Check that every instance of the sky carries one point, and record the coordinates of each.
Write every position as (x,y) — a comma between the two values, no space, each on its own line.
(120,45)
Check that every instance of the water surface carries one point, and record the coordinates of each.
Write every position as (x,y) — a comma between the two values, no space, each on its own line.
---
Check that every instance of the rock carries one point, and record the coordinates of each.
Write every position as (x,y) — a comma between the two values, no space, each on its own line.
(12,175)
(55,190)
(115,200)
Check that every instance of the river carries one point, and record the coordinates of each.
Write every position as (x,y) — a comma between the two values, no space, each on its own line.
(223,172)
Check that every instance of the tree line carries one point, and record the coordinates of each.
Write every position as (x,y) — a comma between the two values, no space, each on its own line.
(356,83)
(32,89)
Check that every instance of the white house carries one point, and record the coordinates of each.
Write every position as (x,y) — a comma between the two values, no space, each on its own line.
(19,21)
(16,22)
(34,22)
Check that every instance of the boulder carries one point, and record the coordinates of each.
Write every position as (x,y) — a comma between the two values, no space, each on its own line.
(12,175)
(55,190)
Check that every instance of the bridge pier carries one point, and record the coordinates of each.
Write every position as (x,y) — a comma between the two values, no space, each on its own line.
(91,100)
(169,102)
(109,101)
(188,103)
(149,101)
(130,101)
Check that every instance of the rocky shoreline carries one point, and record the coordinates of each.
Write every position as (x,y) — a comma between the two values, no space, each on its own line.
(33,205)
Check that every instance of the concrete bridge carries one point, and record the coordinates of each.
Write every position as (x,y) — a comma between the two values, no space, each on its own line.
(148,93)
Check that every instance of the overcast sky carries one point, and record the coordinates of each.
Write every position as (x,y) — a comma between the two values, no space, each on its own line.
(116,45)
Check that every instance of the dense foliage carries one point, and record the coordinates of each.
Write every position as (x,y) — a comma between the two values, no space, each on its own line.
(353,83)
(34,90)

Required work: Collect every line above that contains the word "bridge" and copy each one in full.

Result for this exercise:
Check that every instance of the bridge pier carries one point, and record the coordinates of each.
Check that every instance of the concrete bridge carries one point, and record the coordinates of each.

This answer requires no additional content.